EXERCISE DESCRIPTION: The listing that follows must be retyped exactly, without its pictures.

DATA SUPPLIED:
▽

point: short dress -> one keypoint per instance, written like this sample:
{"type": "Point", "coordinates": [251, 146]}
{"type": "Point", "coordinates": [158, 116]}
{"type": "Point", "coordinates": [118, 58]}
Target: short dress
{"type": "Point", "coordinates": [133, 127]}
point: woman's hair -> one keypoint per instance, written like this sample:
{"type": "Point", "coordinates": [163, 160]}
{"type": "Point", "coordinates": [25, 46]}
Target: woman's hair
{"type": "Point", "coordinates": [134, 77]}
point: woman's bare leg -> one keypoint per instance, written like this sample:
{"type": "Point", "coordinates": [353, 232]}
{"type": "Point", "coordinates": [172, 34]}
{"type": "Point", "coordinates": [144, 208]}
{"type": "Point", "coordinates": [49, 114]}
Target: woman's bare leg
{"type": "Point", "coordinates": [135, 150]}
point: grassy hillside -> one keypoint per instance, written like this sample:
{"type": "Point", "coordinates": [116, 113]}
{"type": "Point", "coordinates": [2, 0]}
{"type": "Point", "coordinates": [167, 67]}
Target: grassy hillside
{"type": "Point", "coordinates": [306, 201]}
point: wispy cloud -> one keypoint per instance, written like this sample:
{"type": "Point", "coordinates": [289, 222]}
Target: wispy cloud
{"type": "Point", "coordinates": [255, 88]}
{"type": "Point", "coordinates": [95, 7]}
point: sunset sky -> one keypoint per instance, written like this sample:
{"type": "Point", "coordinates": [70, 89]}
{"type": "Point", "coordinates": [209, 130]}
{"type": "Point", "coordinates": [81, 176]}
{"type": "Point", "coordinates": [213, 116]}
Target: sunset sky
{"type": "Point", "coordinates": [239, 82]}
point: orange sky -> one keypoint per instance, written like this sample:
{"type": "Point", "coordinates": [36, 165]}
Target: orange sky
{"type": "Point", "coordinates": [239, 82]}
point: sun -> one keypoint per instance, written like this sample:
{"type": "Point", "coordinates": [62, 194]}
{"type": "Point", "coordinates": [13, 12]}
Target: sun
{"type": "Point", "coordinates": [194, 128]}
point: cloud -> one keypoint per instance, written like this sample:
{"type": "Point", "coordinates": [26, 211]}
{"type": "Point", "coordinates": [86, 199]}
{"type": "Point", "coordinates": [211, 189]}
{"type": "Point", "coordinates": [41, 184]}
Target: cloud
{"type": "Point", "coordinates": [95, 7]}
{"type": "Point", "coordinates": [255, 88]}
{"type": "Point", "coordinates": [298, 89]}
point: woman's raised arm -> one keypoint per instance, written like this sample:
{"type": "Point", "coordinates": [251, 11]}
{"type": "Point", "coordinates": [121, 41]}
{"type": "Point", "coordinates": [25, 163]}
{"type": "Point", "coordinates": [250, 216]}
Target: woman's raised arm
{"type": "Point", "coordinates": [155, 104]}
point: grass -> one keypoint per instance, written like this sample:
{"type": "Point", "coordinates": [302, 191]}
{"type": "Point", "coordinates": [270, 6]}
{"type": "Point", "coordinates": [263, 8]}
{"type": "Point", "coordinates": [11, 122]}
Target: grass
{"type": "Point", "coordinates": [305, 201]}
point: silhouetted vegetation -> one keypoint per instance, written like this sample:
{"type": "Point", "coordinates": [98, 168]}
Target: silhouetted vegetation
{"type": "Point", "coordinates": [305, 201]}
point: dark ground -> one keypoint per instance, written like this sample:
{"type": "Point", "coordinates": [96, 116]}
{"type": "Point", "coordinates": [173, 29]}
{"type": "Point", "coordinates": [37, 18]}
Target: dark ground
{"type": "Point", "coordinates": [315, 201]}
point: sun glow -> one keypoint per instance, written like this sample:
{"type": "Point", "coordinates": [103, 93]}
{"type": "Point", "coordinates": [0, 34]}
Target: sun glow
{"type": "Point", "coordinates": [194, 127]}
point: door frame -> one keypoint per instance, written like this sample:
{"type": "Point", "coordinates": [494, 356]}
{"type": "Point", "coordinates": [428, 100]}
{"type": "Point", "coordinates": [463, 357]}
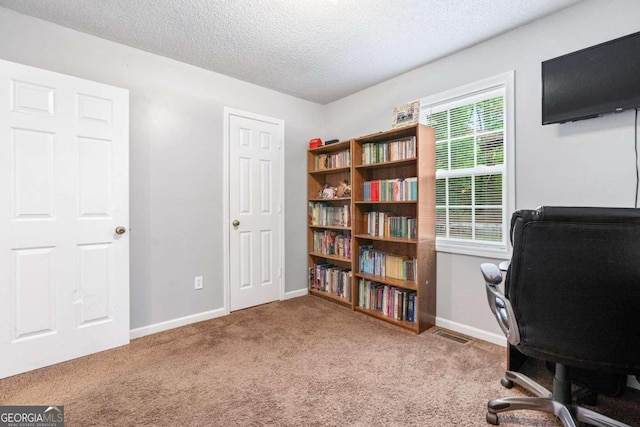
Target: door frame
{"type": "Point", "coordinates": [228, 112]}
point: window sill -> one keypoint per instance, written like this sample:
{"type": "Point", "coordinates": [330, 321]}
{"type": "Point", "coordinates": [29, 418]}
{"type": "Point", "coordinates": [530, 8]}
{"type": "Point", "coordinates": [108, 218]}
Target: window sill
{"type": "Point", "coordinates": [481, 251]}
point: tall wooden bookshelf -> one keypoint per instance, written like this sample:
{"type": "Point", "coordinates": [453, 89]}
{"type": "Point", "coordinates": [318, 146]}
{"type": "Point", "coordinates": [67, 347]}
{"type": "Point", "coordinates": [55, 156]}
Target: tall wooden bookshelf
{"type": "Point", "coordinates": [394, 174]}
{"type": "Point", "coordinates": [330, 219]}
{"type": "Point", "coordinates": [392, 224]}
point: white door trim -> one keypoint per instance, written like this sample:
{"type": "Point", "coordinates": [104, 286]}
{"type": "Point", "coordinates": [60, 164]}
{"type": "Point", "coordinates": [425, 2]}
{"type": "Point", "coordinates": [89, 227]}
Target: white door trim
{"type": "Point", "coordinates": [228, 112]}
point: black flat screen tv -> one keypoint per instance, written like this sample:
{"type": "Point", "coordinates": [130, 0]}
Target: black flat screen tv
{"type": "Point", "coordinates": [591, 82]}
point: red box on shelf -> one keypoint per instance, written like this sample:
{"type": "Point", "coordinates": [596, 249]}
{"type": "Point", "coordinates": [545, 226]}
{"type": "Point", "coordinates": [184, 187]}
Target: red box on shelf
{"type": "Point", "coordinates": [315, 143]}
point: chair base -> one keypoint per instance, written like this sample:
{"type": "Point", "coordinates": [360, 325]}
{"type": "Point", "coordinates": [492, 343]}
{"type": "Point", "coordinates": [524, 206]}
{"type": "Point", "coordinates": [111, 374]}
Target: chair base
{"type": "Point", "coordinates": [544, 401]}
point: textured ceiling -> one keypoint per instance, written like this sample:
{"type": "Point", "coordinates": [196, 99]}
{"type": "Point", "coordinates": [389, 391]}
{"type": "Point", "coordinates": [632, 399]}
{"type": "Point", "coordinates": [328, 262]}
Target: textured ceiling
{"type": "Point", "coordinates": [319, 50]}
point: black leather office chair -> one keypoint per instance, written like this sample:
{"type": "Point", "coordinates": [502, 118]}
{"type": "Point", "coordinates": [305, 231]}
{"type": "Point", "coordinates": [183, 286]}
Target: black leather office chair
{"type": "Point", "coordinates": [571, 297]}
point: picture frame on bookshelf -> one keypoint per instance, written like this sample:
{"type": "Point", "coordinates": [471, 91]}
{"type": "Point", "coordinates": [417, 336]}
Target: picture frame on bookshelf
{"type": "Point", "coordinates": [405, 115]}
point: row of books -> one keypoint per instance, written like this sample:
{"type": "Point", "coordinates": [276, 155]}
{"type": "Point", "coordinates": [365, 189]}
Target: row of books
{"type": "Point", "coordinates": [332, 279]}
{"type": "Point", "coordinates": [399, 304]}
{"type": "Point", "coordinates": [338, 159]}
{"type": "Point", "coordinates": [383, 224]}
{"type": "Point", "coordinates": [321, 213]}
{"type": "Point", "coordinates": [380, 152]}
{"type": "Point", "coordinates": [384, 264]}
{"type": "Point", "coordinates": [382, 190]}
{"type": "Point", "coordinates": [329, 242]}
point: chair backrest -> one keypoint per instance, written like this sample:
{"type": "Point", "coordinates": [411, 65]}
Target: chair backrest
{"type": "Point", "coordinates": [574, 284]}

△

EXERCISE RESPONSE:
point: short dress -> one keypoint per instance, written like this sample:
{"type": "Point", "coordinates": [251, 146]}
{"type": "Point", "coordinates": [158, 116]}
{"type": "Point", "coordinates": [118, 58]}
Target: short dress
{"type": "Point", "coordinates": [133, 127]}
point: woman's hair -> one keypoint per instance, written like this sample:
{"type": "Point", "coordinates": [163, 160]}
{"type": "Point", "coordinates": [25, 46]}
Target: woman's hair
{"type": "Point", "coordinates": [134, 77]}
point: woman's bare leg -> one keypoint per instance, written like this sample:
{"type": "Point", "coordinates": [353, 232]}
{"type": "Point", "coordinates": [172, 34]}
{"type": "Point", "coordinates": [144, 208]}
{"type": "Point", "coordinates": [49, 114]}
Target: woman's bare leg
{"type": "Point", "coordinates": [135, 150]}
point: grassy hillside -> one keypoint per instance, written like this sample:
{"type": "Point", "coordinates": [116, 113]}
{"type": "Point", "coordinates": [2, 0]}
{"type": "Point", "coordinates": [167, 67]}
Target: grassy hillside
{"type": "Point", "coordinates": [306, 201]}
point: wispy cloud -> one keypoint per instance, written like this sample:
{"type": "Point", "coordinates": [289, 222]}
Target: wispy cloud
{"type": "Point", "coordinates": [255, 88]}
{"type": "Point", "coordinates": [95, 7]}
point: sunset sky -> one keypoint per instance, written like this sample:
{"type": "Point", "coordinates": [70, 89]}
{"type": "Point", "coordinates": [209, 130]}
{"type": "Point", "coordinates": [81, 176]}
{"type": "Point", "coordinates": [213, 116]}
Target: sunset sky
{"type": "Point", "coordinates": [239, 82]}
point: orange sky -> one keypoint per instance, written like this sample:
{"type": "Point", "coordinates": [36, 165]}
Target: orange sky
{"type": "Point", "coordinates": [239, 82]}
point: sun -> one keypoint per instance, written like this sample:
{"type": "Point", "coordinates": [62, 194]}
{"type": "Point", "coordinates": [13, 12]}
Target: sun
{"type": "Point", "coordinates": [194, 128]}
point: cloud -> one keypoint per instance, written like this sample:
{"type": "Point", "coordinates": [26, 211]}
{"type": "Point", "coordinates": [86, 199]}
{"type": "Point", "coordinates": [211, 189]}
{"type": "Point", "coordinates": [41, 184]}
Target: cloud
{"type": "Point", "coordinates": [95, 7]}
{"type": "Point", "coordinates": [255, 88]}
{"type": "Point", "coordinates": [298, 89]}
point: woman's raised arm -> one keypoint per instance, written like this sample:
{"type": "Point", "coordinates": [251, 11]}
{"type": "Point", "coordinates": [121, 41]}
{"type": "Point", "coordinates": [25, 163]}
{"type": "Point", "coordinates": [250, 216]}
Target: woman's raised arm
{"type": "Point", "coordinates": [155, 104]}
point: grass -> one keypoint per instance, written like this sample:
{"type": "Point", "coordinates": [302, 191]}
{"type": "Point", "coordinates": [270, 6]}
{"type": "Point", "coordinates": [263, 8]}
{"type": "Point", "coordinates": [11, 122]}
Target: grass
{"type": "Point", "coordinates": [305, 201]}
point: silhouetted vegetation -> one keypoint per instance, written like this sample:
{"type": "Point", "coordinates": [98, 168]}
Target: silhouetted vegetation
{"type": "Point", "coordinates": [305, 201]}
point: dark ground -> one keypoint per instance, written like this sample:
{"type": "Point", "coordinates": [96, 116]}
{"type": "Point", "coordinates": [173, 29]}
{"type": "Point", "coordinates": [37, 18]}
Target: dark ground
{"type": "Point", "coordinates": [315, 201]}
point: sun glow -> one keypoint per instance, written like this sample:
{"type": "Point", "coordinates": [103, 93]}
{"type": "Point", "coordinates": [0, 34]}
Target: sun glow
{"type": "Point", "coordinates": [194, 127]}
point: door frame -> one keypoint per instance, written like this sample:
{"type": "Point", "coordinates": [494, 356]}
{"type": "Point", "coordinates": [428, 100]}
{"type": "Point", "coordinates": [463, 357]}
Target: door frame
{"type": "Point", "coordinates": [228, 112]}
point: window sill -> one keypoint per instance, written like this sample:
{"type": "Point", "coordinates": [330, 321]}
{"type": "Point", "coordinates": [29, 418]}
{"type": "Point", "coordinates": [530, 8]}
{"type": "Point", "coordinates": [108, 218]}
Target: window sill
{"type": "Point", "coordinates": [481, 251]}
point: tall wooden bookshelf -> one keypoint per instance, written like this sample:
{"type": "Point", "coordinates": [453, 89]}
{"type": "Point", "coordinates": [318, 146]}
{"type": "Point", "coordinates": [67, 347]}
{"type": "Point", "coordinates": [55, 156]}
Target: tall wooden bookshelf
{"type": "Point", "coordinates": [394, 174]}
{"type": "Point", "coordinates": [330, 219]}
{"type": "Point", "coordinates": [392, 224]}
point: white door trim -> one keypoint per instance, written like this sample:
{"type": "Point", "coordinates": [104, 286]}
{"type": "Point", "coordinates": [60, 164]}
{"type": "Point", "coordinates": [425, 2]}
{"type": "Point", "coordinates": [89, 227]}
Target: white door trim
{"type": "Point", "coordinates": [228, 112]}
point: black flat screen tv -> one keypoint per instance, written like this sample:
{"type": "Point", "coordinates": [130, 0]}
Target: black flat screen tv
{"type": "Point", "coordinates": [591, 82]}
point: red box on shelf -> one keypoint per instance, written like this sample:
{"type": "Point", "coordinates": [596, 249]}
{"type": "Point", "coordinates": [545, 226]}
{"type": "Point", "coordinates": [184, 187]}
Target: red box on shelf
{"type": "Point", "coordinates": [315, 143]}
point: chair base -> one keypoint per instance, written like this sample:
{"type": "Point", "coordinates": [360, 325]}
{"type": "Point", "coordinates": [492, 343]}
{"type": "Point", "coordinates": [524, 206]}
{"type": "Point", "coordinates": [111, 374]}
Target: chair base
{"type": "Point", "coordinates": [544, 401]}
point: textured ceiling -> one keypoint per instance, written like this sample:
{"type": "Point", "coordinates": [196, 99]}
{"type": "Point", "coordinates": [389, 391]}
{"type": "Point", "coordinates": [632, 399]}
{"type": "Point", "coordinates": [328, 262]}
Target: textured ceiling
{"type": "Point", "coordinates": [319, 50]}
point: black leather office chair -> one keypoint per instance, written like this sample:
{"type": "Point", "coordinates": [502, 118]}
{"type": "Point", "coordinates": [305, 231]}
{"type": "Point", "coordinates": [183, 286]}
Target: black leather office chair
{"type": "Point", "coordinates": [571, 297]}
point: picture frame on bookshelf -> one keypoint per instance, written like this sample:
{"type": "Point", "coordinates": [471, 91]}
{"type": "Point", "coordinates": [417, 336]}
Target: picture frame on bookshelf
{"type": "Point", "coordinates": [405, 115]}
point: row of books -> one keypoint per instance, written like this sample:
{"type": "Point", "coordinates": [276, 155]}
{"type": "Point", "coordinates": [365, 189]}
Target: row of books
{"type": "Point", "coordinates": [332, 279]}
{"type": "Point", "coordinates": [399, 304]}
{"type": "Point", "coordinates": [338, 159]}
{"type": "Point", "coordinates": [383, 224]}
{"type": "Point", "coordinates": [321, 213]}
{"type": "Point", "coordinates": [380, 152]}
{"type": "Point", "coordinates": [384, 264]}
{"type": "Point", "coordinates": [382, 190]}
{"type": "Point", "coordinates": [329, 242]}
point: chair backrest -> one keypoint per instance, written like this sample:
{"type": "Point", "coordinates": [411, 65]}
Target: chair backrest
{"type": "Point", "coordinates": [574, 284]}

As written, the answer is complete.